Text to read →
· · · · ·

Mitchell Duneier.Slim's Table: Race, Respectability, and Masculinity. Chicago: University of Chicago Press, 1992. 192 pp. $19.95 (cloth), ISBN 978-0-226-17030-5.
Reviewed by Raymond Albert (Associate Professor and Director, Law and Social Policy Program, Bryn Mawr College)
Published on H-Ethnic (March, 1994)
Let's play a game of word association: What images come to mind when you hear the words "black urban male?" Dangerous? Unemployed? Undereducated? Irresponsible? In Slim's Table: Race, Respectability, and Masculinity, Mitchell Duneier tells us that these and other equally offensive ideas are inherent in an American psyche shaped by social scientists and popular culture.
Duneier, a University of Chicago trained sociologist, offers a portrait of men who are nothing like the stereotypes suggested by these ideas. He argues for nothing less than a paradigm shift in the way we think about black inner city males. Duneier's study, based on four years of ethnographic research, effectively disputes popular conceptions of black men and provocatively challenges urban ethnography's account of them. His depiction of the close relationship among a group of black working class men is a brief against contemporary stereotypes and an argument for a vision of black men as vital, morally-grounded, responsible members of society.

· · · · ·

Data listing →
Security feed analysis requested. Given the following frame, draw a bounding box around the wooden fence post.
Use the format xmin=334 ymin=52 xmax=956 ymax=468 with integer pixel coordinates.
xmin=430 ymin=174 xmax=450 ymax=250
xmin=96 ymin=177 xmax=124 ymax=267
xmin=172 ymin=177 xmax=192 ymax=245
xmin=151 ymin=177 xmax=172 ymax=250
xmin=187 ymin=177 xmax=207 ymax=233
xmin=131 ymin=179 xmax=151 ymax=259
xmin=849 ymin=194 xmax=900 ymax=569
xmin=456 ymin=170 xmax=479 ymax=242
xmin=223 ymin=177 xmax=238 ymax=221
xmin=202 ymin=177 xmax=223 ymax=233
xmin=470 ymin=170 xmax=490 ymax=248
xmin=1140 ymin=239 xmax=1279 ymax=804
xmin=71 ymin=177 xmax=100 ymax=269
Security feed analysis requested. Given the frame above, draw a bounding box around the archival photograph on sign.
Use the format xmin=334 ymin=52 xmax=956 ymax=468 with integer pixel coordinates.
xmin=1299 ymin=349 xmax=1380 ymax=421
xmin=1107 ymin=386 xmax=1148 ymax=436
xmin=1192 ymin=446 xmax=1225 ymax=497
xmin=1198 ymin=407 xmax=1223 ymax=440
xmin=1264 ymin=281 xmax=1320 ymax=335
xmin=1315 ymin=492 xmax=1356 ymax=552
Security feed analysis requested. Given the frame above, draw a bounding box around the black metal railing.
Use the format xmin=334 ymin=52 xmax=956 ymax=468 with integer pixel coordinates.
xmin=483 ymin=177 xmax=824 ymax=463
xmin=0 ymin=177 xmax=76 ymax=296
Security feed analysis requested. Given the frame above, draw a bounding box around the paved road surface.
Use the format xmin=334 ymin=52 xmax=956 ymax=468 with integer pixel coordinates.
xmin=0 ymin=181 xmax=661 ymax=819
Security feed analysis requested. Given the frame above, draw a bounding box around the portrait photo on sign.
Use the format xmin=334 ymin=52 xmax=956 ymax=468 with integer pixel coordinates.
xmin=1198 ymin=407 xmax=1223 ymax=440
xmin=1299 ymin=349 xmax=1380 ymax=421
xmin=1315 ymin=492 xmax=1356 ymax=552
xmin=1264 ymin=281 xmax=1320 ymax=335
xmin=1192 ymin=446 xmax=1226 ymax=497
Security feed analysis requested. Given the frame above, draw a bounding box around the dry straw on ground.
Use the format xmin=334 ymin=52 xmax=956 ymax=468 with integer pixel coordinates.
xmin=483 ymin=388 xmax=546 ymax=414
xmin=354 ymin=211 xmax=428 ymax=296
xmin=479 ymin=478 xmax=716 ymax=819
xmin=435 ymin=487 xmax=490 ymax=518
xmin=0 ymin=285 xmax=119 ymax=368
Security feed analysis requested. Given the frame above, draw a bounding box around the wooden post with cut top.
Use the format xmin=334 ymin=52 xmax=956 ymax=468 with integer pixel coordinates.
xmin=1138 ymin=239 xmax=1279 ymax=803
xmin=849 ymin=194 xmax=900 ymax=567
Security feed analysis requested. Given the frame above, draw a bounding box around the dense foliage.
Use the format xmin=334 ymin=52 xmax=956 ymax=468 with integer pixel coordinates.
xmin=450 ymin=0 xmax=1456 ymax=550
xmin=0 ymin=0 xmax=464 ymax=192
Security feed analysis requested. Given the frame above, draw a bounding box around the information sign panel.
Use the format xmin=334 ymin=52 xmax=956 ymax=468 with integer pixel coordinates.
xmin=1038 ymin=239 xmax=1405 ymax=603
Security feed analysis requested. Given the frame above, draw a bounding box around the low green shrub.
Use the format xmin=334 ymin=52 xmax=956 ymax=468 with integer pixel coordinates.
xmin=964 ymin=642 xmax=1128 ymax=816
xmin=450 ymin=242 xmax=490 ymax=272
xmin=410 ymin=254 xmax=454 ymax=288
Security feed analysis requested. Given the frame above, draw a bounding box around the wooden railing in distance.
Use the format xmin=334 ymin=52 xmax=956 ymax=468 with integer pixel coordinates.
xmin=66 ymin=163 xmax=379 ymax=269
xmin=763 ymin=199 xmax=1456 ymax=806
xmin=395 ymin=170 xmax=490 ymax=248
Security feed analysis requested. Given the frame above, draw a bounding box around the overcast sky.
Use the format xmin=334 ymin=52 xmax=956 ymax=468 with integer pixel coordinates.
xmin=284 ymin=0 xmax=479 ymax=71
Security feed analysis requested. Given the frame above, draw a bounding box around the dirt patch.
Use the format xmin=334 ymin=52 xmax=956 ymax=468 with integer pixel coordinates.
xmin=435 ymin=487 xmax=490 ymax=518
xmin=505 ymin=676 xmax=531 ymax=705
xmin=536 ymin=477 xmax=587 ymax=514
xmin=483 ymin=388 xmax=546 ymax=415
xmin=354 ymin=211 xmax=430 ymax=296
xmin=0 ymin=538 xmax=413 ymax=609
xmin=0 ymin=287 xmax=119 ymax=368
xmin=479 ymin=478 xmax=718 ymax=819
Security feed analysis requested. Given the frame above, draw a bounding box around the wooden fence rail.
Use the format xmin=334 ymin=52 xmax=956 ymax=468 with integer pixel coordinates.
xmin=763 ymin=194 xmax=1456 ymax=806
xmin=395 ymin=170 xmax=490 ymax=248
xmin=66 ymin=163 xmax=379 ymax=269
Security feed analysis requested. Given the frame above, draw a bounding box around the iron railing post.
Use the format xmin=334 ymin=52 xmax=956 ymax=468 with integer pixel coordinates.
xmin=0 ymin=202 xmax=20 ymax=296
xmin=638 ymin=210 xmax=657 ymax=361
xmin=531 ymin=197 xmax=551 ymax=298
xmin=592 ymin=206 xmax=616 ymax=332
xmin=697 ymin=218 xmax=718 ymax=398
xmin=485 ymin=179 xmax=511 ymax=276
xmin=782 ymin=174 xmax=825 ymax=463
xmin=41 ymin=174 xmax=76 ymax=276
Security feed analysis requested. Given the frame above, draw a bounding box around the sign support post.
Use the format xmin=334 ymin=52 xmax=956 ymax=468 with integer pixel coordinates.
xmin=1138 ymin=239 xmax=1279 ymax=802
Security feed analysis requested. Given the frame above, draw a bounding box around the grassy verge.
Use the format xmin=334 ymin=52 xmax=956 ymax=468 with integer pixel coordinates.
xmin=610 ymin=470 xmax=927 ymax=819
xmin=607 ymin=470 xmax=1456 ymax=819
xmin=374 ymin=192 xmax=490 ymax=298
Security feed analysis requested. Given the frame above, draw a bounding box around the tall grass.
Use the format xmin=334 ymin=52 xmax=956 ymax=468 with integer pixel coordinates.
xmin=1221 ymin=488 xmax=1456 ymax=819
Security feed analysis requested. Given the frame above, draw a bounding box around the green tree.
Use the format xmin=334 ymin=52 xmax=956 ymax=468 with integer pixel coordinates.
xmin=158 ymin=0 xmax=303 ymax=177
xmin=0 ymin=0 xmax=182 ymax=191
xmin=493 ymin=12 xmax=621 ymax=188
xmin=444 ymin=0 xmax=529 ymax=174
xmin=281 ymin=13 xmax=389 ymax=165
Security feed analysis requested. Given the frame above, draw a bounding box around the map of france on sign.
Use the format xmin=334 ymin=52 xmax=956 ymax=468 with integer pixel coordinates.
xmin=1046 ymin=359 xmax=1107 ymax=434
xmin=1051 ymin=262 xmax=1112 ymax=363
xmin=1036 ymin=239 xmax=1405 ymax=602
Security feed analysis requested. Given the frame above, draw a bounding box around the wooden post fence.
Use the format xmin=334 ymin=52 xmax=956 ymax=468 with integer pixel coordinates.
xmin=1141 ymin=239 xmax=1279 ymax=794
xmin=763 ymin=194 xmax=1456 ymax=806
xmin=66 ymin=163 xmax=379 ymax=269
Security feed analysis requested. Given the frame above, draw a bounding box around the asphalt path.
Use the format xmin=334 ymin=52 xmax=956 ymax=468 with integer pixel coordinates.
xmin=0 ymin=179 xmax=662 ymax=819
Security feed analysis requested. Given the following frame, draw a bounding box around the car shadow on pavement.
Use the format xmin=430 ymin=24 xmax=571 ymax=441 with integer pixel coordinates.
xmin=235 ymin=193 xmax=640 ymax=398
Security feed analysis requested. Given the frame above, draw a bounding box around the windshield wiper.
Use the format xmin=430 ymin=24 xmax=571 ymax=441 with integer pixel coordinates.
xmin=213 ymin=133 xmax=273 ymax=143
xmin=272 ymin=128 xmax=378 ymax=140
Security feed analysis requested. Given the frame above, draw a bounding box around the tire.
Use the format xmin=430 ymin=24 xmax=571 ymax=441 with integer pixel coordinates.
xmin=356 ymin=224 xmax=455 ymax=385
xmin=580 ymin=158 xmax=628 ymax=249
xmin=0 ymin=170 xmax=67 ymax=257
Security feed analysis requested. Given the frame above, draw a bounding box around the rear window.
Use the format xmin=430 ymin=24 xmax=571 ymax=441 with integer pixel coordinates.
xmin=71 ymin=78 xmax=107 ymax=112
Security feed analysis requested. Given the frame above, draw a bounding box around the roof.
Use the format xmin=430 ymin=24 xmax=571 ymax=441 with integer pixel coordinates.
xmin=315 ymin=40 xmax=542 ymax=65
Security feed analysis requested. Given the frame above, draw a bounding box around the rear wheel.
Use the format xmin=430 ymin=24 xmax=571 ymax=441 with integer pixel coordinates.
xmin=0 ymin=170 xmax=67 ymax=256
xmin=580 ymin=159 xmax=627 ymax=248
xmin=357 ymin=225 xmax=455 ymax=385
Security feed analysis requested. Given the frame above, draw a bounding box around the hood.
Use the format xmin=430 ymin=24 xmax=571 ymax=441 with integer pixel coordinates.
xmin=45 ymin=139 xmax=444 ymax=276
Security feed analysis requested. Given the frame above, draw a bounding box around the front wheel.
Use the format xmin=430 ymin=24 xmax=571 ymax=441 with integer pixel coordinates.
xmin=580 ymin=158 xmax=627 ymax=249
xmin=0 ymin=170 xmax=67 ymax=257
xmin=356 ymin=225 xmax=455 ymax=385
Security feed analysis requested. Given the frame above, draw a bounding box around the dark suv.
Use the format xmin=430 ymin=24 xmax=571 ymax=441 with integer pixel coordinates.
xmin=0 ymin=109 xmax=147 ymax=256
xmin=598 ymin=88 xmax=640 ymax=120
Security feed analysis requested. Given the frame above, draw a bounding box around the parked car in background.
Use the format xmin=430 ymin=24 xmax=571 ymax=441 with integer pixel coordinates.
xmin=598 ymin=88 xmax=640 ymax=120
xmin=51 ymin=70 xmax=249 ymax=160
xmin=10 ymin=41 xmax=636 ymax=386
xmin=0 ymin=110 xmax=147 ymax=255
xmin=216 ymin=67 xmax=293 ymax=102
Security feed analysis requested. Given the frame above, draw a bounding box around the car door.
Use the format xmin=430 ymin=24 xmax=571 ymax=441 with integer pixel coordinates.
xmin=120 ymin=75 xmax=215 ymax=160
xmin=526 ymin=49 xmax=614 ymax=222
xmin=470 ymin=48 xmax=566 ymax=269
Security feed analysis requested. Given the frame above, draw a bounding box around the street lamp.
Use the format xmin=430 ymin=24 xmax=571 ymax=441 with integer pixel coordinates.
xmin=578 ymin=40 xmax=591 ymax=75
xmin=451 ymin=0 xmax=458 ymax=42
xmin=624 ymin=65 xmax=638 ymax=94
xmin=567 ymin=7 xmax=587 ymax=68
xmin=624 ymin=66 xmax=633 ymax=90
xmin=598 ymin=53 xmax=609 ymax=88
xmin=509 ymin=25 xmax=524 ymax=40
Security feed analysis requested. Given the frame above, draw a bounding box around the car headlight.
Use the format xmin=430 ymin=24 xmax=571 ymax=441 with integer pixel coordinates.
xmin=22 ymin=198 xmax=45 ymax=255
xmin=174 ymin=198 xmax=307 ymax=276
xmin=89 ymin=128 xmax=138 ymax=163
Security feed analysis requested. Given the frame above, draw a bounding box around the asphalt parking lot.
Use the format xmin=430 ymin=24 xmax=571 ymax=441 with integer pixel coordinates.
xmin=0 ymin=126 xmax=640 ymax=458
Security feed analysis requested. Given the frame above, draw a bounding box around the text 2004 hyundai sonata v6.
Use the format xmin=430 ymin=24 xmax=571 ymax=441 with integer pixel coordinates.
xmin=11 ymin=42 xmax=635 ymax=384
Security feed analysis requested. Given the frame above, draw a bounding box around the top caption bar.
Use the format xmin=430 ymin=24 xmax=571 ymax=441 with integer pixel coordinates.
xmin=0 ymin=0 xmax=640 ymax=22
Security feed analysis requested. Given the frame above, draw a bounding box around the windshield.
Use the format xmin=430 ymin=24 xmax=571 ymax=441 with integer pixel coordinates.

· · · · ·

Objective →
Pick up the review of the book on black working-class men at Slim's Table where it stops, and keep writing it. The lines aren't needed for anything here.

Result of the task →
What, and where, is Slim's table? The book's title refers to a physical setting as much as a state of mind. The physical setting is Valois--a popular cafeteria serving home-style cuisine located on the margin of a Chicago ghetto, near Hyde Park and within the shadow of the University of Chicago. Although the restaurant caters to a racially mixed clientele, Duneier's study focuses on a group of older black males who have frequented the place for many years. Slim, an auto mechanic, has held forth for over a decade at a table that serves as the meeting place for this diverse group. Joining Slim are: a self-employed extermi-nator, a film developer for Playboy who was honorably discharged from the army after twenty years, an administrator for the Board of Education, and a retired meter inspector. Most of the men reside in the vicinity; all are disillusioned by the consequence of neighborhood changes. They are aware of the economic distress that has overwhelmed Chicago's South Side in the past twenty years, and they are intimately familiar with the implications for the employment prospects of black males. Many other black men frequent Valois and practically all the patrons take notice of the activity and camaraderie at Slim's table.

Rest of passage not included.